Consegna
Per ciascuna affermazione, dì se concorda con l'estratto su Adolfo Urso: rispondi sì o no e cita tra virgolette, parola per parola, il passo dell'estratto che lo decide.
1. Adolfo Urso è nato in Sicilia.
2. In Veneto sarà candidato dietro Daniela Santanché.
3. La sua ultima legislatura si è chiusa a marzo 2013.

Estratto
:::::
Adolfo Urso: “Io unico ex An a tornare in campo”

Adolfo Urso: “Io unico ex An a tornare in campo”
L'ex vice ministro allo Sviluppo Economico, Adolfo Urso
31 gennaio 2018

E’ nato a Padova, ma cresciuto in Sicilia. Ed è proprio in questi due collegi che Adolfo Urso, 60 anni, ritorna in campo per un seggio al Senato. In Veneto, sarà candidato nelle liste di Fratelli d’Italia dietro Daniela Santanché; mentre nell’Isola, è in corsa insieme a Isabella Rauti. Quattro legislature alle spalle, l’ultima la XVIesima, conclusasi a marzo 2013. L’ex vice ministro per lo Sviluppo economico del governo Berlusconi, sostiene che “solo Giorgia Meloni, con la sua caparbietà e l’intelligenza, poteva riscostruire la destra italiana”. Per dirla con l’ex An, “un miracolo che tutti gli riconoscono”.

S’è goduta una pausa di 5 anni?
:::::
Dati estratti
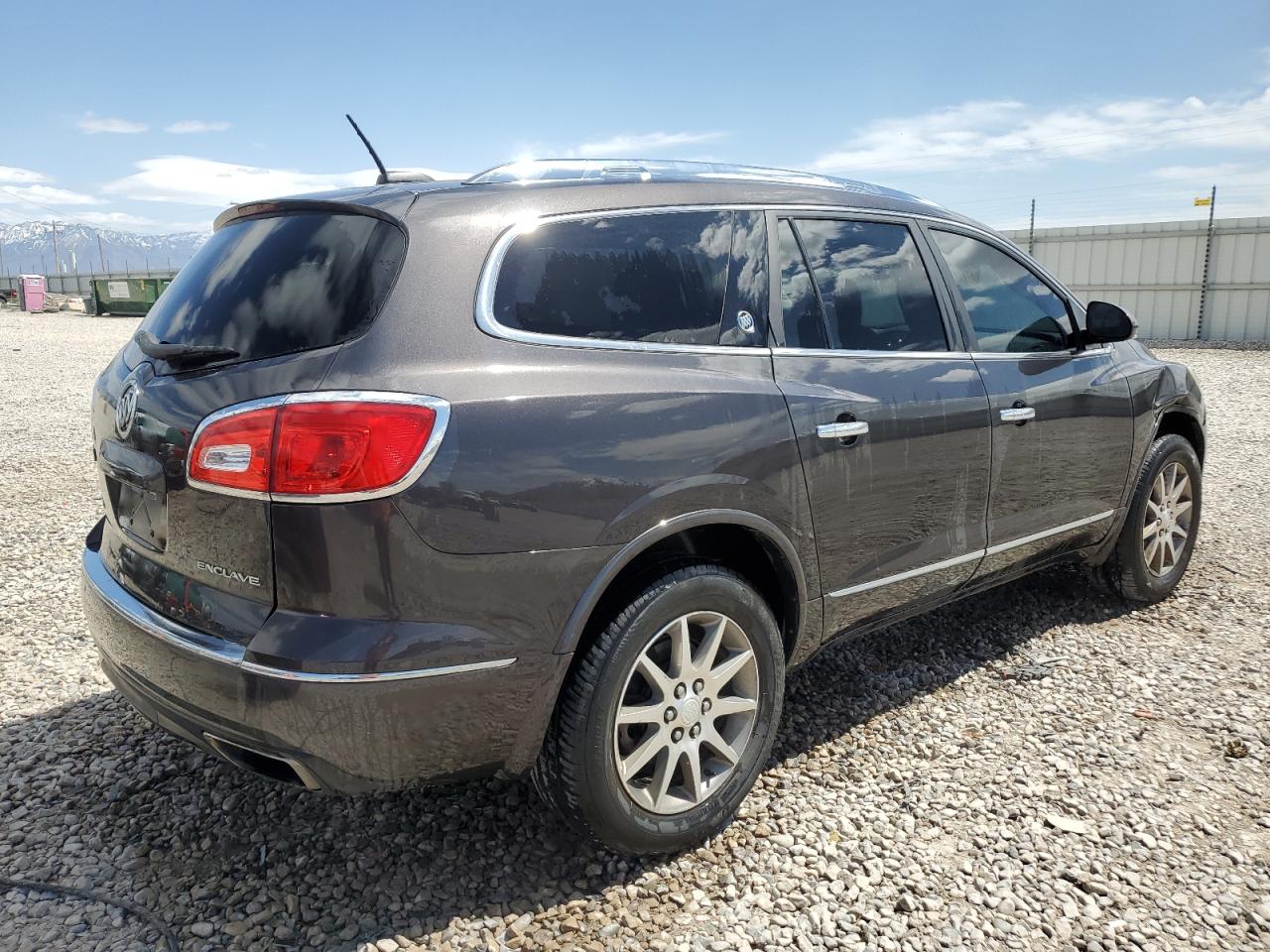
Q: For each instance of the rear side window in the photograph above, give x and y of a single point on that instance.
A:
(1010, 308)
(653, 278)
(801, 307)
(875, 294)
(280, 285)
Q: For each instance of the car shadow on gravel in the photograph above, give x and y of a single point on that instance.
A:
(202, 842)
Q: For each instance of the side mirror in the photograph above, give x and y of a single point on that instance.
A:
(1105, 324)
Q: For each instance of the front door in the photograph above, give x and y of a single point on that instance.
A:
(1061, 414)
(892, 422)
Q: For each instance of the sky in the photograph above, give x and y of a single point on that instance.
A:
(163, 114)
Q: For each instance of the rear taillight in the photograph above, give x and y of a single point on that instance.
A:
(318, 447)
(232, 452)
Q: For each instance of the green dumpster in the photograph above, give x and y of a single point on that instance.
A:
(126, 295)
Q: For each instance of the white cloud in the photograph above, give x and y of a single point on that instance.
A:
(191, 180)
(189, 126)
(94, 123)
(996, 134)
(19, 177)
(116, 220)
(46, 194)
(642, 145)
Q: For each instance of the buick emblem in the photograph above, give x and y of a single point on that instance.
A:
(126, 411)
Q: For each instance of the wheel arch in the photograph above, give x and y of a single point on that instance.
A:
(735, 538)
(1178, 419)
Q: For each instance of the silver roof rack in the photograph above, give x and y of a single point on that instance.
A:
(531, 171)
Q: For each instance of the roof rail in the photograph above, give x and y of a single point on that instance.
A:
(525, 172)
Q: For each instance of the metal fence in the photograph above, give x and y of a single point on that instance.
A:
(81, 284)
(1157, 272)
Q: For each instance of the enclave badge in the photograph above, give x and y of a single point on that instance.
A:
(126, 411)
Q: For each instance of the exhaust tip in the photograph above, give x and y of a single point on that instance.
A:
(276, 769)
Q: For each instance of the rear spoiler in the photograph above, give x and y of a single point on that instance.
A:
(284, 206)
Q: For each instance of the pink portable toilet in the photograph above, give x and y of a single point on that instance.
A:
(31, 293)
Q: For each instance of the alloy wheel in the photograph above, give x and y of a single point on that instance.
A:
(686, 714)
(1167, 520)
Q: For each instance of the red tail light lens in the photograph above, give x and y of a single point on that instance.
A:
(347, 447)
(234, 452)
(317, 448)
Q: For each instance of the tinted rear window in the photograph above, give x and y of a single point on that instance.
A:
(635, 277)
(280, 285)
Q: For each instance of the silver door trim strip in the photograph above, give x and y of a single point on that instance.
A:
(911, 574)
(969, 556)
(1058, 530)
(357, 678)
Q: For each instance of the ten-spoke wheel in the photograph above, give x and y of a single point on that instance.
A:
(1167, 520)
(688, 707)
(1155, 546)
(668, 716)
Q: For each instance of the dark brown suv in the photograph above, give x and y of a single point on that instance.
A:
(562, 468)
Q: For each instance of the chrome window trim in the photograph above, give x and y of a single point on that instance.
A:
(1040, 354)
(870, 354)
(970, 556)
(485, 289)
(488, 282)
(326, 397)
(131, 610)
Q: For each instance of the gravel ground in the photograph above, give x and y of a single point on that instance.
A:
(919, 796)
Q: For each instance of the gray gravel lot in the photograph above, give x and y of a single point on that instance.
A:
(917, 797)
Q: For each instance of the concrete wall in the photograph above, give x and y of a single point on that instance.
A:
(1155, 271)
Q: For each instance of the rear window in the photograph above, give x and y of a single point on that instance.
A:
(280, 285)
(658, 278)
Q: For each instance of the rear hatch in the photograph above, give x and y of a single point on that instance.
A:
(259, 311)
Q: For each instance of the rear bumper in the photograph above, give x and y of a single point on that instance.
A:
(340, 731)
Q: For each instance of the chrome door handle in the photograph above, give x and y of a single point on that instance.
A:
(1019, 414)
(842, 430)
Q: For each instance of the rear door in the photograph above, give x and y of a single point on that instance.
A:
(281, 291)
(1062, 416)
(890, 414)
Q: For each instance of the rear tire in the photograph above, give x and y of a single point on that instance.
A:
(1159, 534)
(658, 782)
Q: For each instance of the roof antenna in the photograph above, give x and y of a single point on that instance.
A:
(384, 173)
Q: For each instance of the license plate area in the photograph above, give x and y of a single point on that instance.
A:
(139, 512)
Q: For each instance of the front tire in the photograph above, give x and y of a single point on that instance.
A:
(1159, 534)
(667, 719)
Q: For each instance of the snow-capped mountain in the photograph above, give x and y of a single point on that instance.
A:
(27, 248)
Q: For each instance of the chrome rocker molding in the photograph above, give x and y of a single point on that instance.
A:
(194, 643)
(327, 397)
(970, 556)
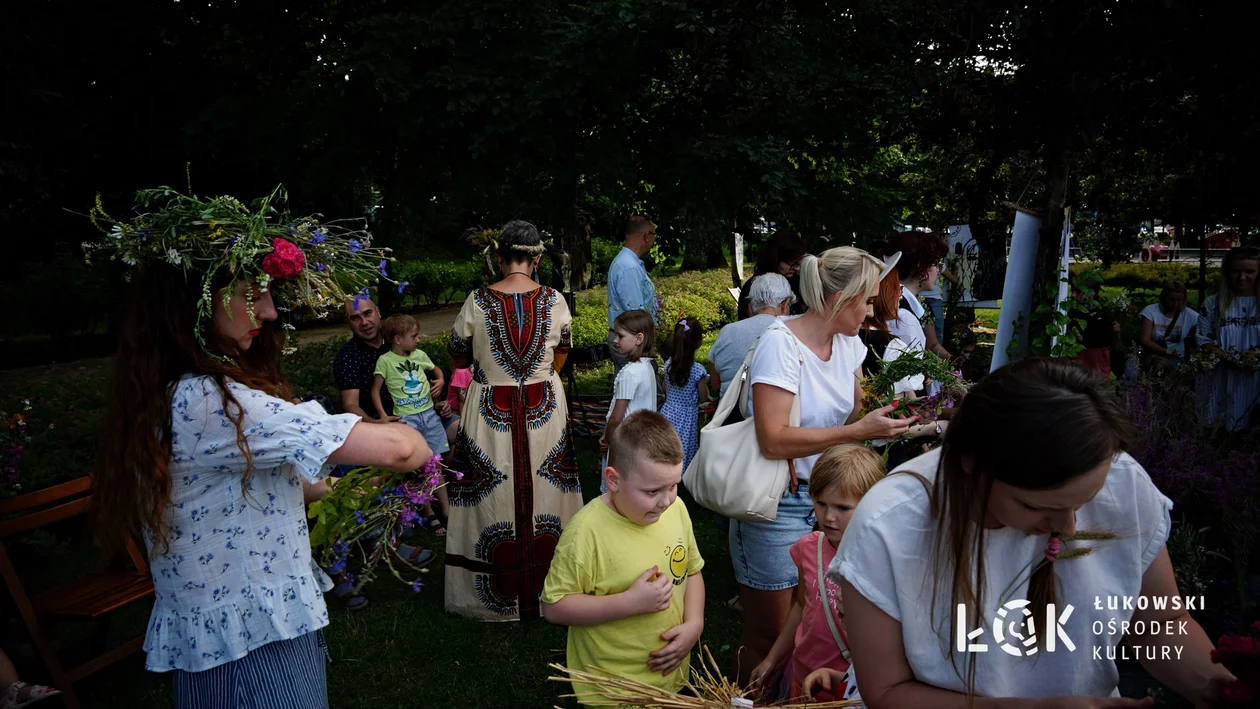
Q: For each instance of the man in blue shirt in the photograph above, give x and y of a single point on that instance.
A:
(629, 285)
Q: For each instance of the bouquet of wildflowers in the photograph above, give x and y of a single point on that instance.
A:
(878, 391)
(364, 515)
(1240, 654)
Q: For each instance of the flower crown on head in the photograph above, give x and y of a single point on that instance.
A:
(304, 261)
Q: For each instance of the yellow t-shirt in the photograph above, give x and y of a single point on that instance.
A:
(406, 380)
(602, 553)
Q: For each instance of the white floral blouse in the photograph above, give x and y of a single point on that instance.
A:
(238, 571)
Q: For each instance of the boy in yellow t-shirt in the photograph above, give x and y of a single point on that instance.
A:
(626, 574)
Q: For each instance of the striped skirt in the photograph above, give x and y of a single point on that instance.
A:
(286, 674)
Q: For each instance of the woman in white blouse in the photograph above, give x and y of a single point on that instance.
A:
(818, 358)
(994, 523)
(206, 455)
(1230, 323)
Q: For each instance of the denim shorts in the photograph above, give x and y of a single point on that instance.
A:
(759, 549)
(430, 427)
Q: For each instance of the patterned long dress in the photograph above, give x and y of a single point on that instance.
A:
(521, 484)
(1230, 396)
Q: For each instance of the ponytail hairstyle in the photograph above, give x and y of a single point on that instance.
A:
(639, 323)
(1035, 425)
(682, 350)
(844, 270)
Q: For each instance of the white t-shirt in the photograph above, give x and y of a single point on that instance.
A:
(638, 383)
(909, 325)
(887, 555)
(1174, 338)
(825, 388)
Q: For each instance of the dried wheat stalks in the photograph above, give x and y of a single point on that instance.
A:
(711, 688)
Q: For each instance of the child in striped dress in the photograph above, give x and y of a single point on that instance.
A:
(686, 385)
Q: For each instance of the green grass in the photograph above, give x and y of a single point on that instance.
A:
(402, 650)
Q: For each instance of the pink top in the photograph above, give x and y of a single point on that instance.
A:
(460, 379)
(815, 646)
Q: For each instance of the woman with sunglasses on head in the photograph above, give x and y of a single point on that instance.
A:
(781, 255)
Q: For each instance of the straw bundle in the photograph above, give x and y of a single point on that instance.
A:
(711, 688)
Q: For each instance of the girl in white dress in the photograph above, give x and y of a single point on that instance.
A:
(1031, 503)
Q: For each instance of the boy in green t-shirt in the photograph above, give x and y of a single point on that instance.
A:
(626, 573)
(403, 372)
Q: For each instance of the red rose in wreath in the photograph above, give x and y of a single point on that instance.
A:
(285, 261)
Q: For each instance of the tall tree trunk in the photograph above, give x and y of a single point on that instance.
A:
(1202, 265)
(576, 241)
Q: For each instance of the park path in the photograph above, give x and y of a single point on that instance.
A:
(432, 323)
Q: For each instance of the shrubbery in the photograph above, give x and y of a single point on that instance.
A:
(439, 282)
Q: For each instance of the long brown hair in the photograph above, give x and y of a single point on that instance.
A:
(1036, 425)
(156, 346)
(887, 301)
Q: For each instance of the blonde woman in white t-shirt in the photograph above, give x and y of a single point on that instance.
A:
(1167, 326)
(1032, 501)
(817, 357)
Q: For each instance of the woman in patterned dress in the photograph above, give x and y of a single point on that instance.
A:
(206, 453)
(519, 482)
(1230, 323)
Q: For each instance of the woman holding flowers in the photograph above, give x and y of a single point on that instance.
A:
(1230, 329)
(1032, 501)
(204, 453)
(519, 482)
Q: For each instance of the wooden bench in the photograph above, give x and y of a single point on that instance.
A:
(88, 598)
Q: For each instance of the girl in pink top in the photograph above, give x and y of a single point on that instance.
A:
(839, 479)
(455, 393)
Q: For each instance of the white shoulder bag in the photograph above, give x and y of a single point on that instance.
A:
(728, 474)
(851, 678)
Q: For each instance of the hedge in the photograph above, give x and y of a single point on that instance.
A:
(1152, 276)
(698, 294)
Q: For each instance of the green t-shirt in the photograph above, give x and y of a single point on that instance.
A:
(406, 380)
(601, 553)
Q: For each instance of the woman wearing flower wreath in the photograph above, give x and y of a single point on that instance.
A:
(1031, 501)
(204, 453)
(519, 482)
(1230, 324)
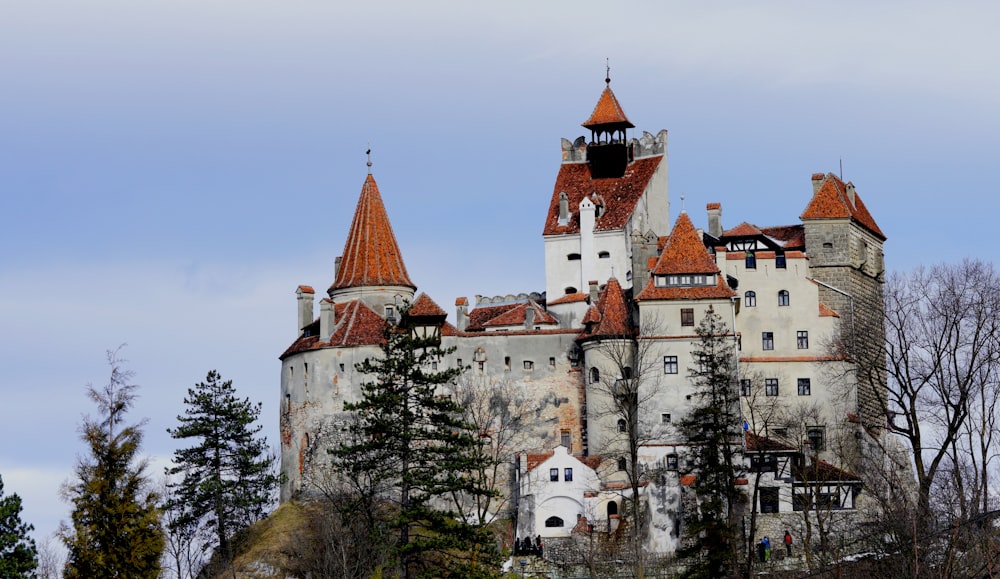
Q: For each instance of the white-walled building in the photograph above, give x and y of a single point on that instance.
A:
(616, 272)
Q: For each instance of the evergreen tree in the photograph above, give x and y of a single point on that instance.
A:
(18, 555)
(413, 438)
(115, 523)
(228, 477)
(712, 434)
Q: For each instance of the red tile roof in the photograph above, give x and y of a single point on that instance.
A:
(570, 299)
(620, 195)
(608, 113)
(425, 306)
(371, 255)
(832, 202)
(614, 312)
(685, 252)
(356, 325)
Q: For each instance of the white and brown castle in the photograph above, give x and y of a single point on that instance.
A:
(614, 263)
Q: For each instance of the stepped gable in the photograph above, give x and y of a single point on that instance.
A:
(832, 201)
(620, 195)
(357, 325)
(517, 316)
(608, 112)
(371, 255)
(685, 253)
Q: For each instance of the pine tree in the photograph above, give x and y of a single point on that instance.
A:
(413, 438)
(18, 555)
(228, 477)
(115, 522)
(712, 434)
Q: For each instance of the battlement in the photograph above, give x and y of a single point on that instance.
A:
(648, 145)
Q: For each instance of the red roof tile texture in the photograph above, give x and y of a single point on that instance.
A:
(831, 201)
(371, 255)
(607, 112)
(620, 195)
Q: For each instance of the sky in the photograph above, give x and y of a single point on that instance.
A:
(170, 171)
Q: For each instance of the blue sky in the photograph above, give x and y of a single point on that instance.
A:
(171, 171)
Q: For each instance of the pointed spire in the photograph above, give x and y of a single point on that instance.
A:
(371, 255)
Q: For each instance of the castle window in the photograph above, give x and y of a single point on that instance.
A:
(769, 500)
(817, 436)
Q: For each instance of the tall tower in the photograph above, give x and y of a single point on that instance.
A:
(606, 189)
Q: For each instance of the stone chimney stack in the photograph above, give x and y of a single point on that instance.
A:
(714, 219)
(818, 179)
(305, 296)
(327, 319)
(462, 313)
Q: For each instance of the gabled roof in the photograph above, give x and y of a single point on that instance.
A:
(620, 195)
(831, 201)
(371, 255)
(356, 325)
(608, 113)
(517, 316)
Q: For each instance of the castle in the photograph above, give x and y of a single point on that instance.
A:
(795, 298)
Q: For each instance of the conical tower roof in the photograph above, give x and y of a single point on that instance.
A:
:::::
Risposta
1. No: «E’ nato a Padova, ma cresciuto in Sicilia.»
2. Sì: «In Veneto, sarà candidato nelle liste di Fratelli d’Italia dietro Daniela Santanché»
3. Sì: «l’ultima la XVIesima, conclusasi a marzo 2013»